[Pointing records]
○ ○ ○ ○ ○ ○ ○

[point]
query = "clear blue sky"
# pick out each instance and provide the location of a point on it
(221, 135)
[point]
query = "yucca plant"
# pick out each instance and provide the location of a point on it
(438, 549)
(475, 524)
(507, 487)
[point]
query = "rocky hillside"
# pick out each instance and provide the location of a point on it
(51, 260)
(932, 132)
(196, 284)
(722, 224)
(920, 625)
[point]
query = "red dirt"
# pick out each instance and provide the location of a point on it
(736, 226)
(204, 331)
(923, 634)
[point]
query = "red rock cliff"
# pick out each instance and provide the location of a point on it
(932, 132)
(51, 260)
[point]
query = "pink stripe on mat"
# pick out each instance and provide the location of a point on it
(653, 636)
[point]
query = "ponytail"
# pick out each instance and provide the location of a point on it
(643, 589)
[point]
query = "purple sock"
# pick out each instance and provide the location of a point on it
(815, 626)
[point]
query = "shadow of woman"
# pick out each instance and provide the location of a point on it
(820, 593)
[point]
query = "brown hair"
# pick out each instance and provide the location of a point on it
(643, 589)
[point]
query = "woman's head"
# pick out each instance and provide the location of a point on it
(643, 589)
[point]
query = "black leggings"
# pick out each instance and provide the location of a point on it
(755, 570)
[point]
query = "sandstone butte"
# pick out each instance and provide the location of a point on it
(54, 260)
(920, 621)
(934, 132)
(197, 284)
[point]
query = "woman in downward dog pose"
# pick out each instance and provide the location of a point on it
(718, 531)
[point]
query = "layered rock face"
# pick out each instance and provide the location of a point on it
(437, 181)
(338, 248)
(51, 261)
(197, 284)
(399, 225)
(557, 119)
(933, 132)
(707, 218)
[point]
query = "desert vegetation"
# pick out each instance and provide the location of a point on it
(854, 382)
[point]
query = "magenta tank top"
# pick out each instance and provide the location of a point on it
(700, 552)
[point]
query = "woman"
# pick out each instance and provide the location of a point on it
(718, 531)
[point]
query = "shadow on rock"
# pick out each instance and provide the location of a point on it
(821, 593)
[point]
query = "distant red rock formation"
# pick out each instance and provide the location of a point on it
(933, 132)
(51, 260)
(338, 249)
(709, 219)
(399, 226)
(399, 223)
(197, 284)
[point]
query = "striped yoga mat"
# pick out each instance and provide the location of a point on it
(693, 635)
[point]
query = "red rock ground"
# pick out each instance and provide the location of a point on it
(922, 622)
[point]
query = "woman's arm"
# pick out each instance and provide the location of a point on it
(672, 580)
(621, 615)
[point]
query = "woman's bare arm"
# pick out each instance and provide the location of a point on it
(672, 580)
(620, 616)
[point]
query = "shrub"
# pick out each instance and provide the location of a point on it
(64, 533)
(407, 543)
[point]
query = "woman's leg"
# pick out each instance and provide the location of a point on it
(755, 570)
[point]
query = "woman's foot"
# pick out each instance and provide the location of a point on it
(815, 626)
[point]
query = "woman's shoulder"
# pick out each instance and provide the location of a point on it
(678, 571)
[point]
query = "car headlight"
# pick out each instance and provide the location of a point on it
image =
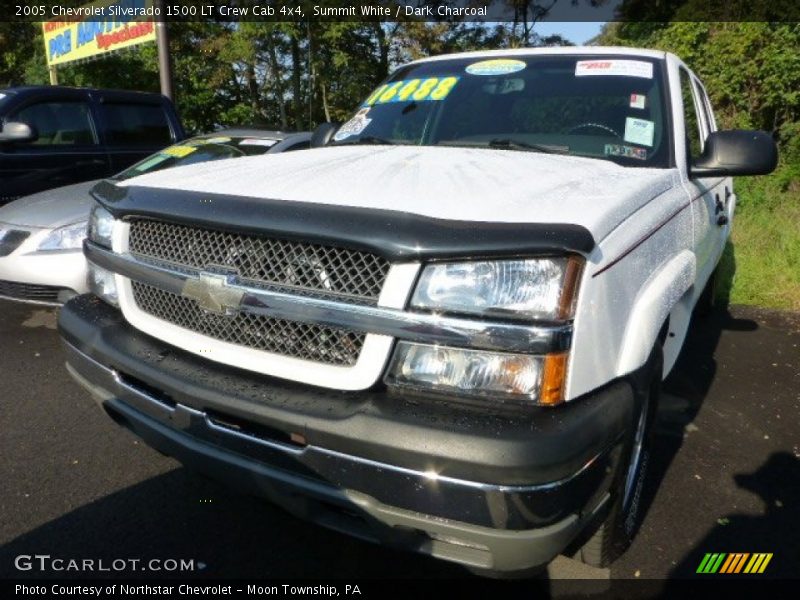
(101, 226)
(102, 283)
(536, 289)
(69, 237)
(524, 378)
(526, 289)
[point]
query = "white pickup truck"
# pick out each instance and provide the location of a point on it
(445, 327)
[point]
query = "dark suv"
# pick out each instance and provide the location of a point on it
(54, 136)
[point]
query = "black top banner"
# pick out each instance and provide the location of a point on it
(488, 11)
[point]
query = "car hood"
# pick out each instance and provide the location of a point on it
(52, 208)
(470, 184)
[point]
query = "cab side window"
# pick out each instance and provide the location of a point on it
(694, 127)
(136, 124)
(58, 123)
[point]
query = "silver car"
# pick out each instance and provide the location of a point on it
(41, 235)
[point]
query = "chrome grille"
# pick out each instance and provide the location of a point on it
(298, 340)
(348, 275)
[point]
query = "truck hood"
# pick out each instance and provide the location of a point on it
(467, 184)
(52, 208)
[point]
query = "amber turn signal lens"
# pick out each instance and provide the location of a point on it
(554, 379)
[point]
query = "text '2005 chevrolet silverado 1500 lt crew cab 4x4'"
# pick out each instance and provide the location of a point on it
(444, 328)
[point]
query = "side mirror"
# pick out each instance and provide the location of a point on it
(323, 134)
(736, 152)
(14, 131)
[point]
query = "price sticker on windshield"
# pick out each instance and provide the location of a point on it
(413, 90)
(178, 151)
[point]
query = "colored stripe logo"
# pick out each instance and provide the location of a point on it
(736, 562)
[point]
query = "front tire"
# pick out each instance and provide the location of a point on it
(616, 532)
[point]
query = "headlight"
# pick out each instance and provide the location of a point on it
(101, 226)
(535, 289)
(530, 289)
(478, 373)
(102, 283)
(69, 237)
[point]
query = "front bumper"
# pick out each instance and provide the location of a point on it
(49, 278)
(504, 491)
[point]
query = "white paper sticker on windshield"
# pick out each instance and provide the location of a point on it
(626, 68)
(354, 126)
(639, 131)
(638, 100)
(258, 142)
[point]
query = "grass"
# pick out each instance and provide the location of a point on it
(761, 264)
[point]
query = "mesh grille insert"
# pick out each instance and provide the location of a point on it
(299, 340)
(347, 275)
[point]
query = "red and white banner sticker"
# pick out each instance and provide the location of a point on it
(626, 68)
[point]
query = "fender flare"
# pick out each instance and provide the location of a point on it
(666, 293)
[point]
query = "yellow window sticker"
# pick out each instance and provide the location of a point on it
(413, 90)
(178, 151)
(496, 66)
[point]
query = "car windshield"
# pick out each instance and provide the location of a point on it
(197, 150)
(609, 108)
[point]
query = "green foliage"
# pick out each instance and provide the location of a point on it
(751, 72)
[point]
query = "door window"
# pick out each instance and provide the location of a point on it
(58, 123)
(695, 134)
(136, 124)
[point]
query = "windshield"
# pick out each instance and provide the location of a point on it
(197, 150)
(601, 107)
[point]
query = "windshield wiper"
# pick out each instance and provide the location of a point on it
(367, 139)
(510, 144)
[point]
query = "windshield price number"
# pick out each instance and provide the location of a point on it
(418, 90)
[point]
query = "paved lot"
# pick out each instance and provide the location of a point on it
(74, 485)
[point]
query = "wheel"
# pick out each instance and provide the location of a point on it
(616, 532)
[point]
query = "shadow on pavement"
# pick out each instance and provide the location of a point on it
(181, 515)
(777, 483)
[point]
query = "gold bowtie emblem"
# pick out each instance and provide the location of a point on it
(212, 293)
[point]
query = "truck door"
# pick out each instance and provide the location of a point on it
(711, 223)
(66, 151)
(133, 128)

○ ○ ○ ○ ○ ○ ○

• **The request**: Pictures stay out of the copy; please restate every record above exactly.

• **Expected answer**:
[point]
query = "clear blue sky"
# pick out each instance and provide the location of a point on it
(221, 135)
[point]
query = "yucca plant"
# pick out each instance and provide the location of a point on it
(438, 549)
(475, 524)
(507, 487)
[point]
query = "rocky hillside"
# pick out each instance and provide the location of a point on it
(51, 260)
(932, 132)
(196, 284)
(722, 224)
(920, 625)
[point]
query = "red dirt"
# pick out each instance and provide the location of a point on it
(736, 226)
(204, 331)
(923, 634)
[point]
query = "red rock cliff"
# pick out each instance and provide the location of a point on it
(932, 132)
(51, 260)
[point]
query = "pink stripe on mat"
# pick out each instance and provide the location of a point on it
(653, 636)
[point]
query = "ponytail"
# pick out each instance and provide the location of a point on it
(643, 589)
[point]
query = "purple sock"
# pick out each instance and provide the location of a point on it
(815, 626)
[point]
query = "shadow of woman"
# pick out each instance and provide the location of a point on it
(820, 593)
[point]
query = "brown hair"
# pick out each instance and provide the location of a point on it
(643, 589)
[point]
query = "woman's head"
# pick out each instance and provide the location of a point on it
(643, 589)
[point]
query = "black leggings"
# pick out each instance and provide the location of a point on it
(755, 570)
[point]
query = "sandstone butte"
# pick out each instance and provide the location of a point on it
(54, 260)
(920, 621)
(934, 132)
(197, 284)
[point]
query = "woman in downward dog pose"
# pick out each instance and provide the location of a point on it
(718, 531)
[point]
query = "layered rock face"
# pick out each instance and provide the location of a point on it
(437, 181)
(338, 248)
(51, 261)
(197, 284)
(399, 225)
(557, 119)
(933, 132)
(707, 218)
[point]
query = "desert vegetation"
# pick out each instance and provide the location of a point on it
(854, 382)
[point]
query = "magenta tank top"
# pick out each instance and provide the location of a point on it
(700, 552)
[point]
query = "woman"
# pick out each instance and provide the location of a point on it
(718, 531)
[point]
query = "shadow on rock"
# pick out each instance and provide the location of a point on it
(821, 593)
[point]
query = "distant red rock formation"
# pick out each instance and provide the location of a point on it
(933, 132)
(51, 260)
(338, 249)
(709, 219)
(399, 226)
(399, 223)
(197, 284)
[point]
query = "striped yoga mat"
# pick out each instance and provide the location of a point on it
(693, 635)
[point]
query = "red rock ground"
# pick out each instance and provide the location of a point on it
(922, 622)
[point]
query = "woman's arm"
# pick out each instance and provide the location of a point on it
(672, 580)
(621, 615)
[point]
query = "woman's bare arm"
# pick out each instance and provide the location of a point on it
(672, 580)
(620, 616)
[point]
query = "shrub"
# pick out each instance and provide the location of a point on it
(64, 533)
(407, 543)
[point]
query = "woman's leg"
# pick out each instance and provide the location of a point on it
(755, 570)
[point]
query = "woman's foot"
# pick out each instance and provide the location of a point on it
(815, 626)
[point]
query = "woman's shoulder"
# pick out each instance and provide the location of a point on it
(678, 571)
[point]
query = "car headlight"
# pick out each instance and provide the location of a point on it
image =
(101, 226)
(102, 283)
(536, 289)
(69, 237)
(524, 378)
(526, 289)
[point]
query = "white pickup truck"
# pick out each instance and provide the location of a point on it
(445, 327)
[point]
query = "dark suv"
# pick out each instance and provide the location of a point on it
(54, 136)
[point]
query = "black top banner"
# pick out each instance and provide the location of a point on it
(488, 11)
[point]
query = "car hood"
# pick out each instance and provide the location of a point on it
(52, 208)
(470, 184)
[point]
query = "cab side window"
# pick out each instance and provide the location of a point on it
(694, 127)
(136, 124)
(58, 123)
[point]
query = "silver car"
# pick out each instance and provide the location of a point on it
(41, 235)
[point]
query = "chrome grille"
# pick out each instance and provide the location of a point on it
(298, 340)
(348, 275)
[point]
query = "truck hood"
# pick out each instance and provide the location of a point on it
(467, 184)
(52, 208)
[point]
query = "amber turn signal lens"
# pick out each instance and provide the location of a point on it
(554, 379)
[point]
query = "text '2005 chevrolet silverado 1500 lt crew cab 4x4'"
# pick out each instance and provide the location of a point on it
(444, 328)
[point]
query = "side mirror"
# pick out each instance and provide the location of a point on it
(323, 134)
(736, 152)
(14, 131)
[point]
query = "price sticker on windshield"
# pick out each instance and provide the location of a point on it
(413, 90)
(178, 151)
[point]
query = "colored stripe logo"
# pick out each instance and provide the location of a point on it
(736, 562)
[point]
query = "front tire"
# pick out each instance and provide the location of a point on it
(616, 532)
[point]
query = "headlight"
# pick out each instance and provide the location of a point on it
(101, 226)
(535, 289)
(530, 289)
(478, 373)
(102, 283)
(69, 237)
[point]
query = "front bumper"
# pick out each instance and provide the location of a point on it
(49, 278)
(504, 491)
[point]
query = "white paper sticker on windshield"
# pick out each instance and provide the location of a point on it
(626, 68)
(354, 126)
(639, 131)
(638, 100)
(258, 142)
[point]
query = "grass"
# pick out each instance and provide the location of a point on it
(761, 264)
[point]
query = "mesh grille insert"
# pick out each instance and provide the location of a point on it
(299, 340)
(347, 275)
[point]
query = "red and white banner sticker"
# pick out each instance and provide the location of a point on it
(626, 68)
[point]
query = "fender flare"
# pick out each instance and provide the location of a point on it
(666, 293)
[point]
query = "yellow window sticker"
# pick out each instance and provide the location of a point on it
(413, 90)
(178, 151)
(496, 66)
[point]
query = "car windshield"
# pick out each instance and provide the location of a point on it
(197, 150)
(609, 108)
[point]
query = "green foliage"
# pick out each instance and provide the location of a point on it
(751, 72)
[point]
query = "door window"
# pick out each instance and provide the location of a point on it
(58, 123)
(695, 134)
(136, 124)
[point]
query = "windshield"
# pick out each instance and provide the location of a point on it
(197, 150)
(601, 107)
[point]
query = "windshield wiper"
# pick out each instance and provide the location of a point on it
(367, 139)
(510, 144)
[point]
query = "windshield price number"
# pick out each instance and provide the location of a point on it
(418, 90)
[point]
query = "paved lot"
# pick out each instance and provide the location of a point on it
(74, 485)
[point]
query = "wheel"
# pick out each instance and provide the location of a point on it
(616, 532)
[point]
query = "shadow on pavement"
# pick out each instance and provide the location of a point on it
(181, 515)
(777, 483)
[point]
query = "gold bowtie emblem"
# pick out each instance and provide the location of a point on it
(212, 293)
[point]
query = "truck door"
# pick out each instance and provide the location of a point on it
(711, 223)
(66, 151)
(133, 128)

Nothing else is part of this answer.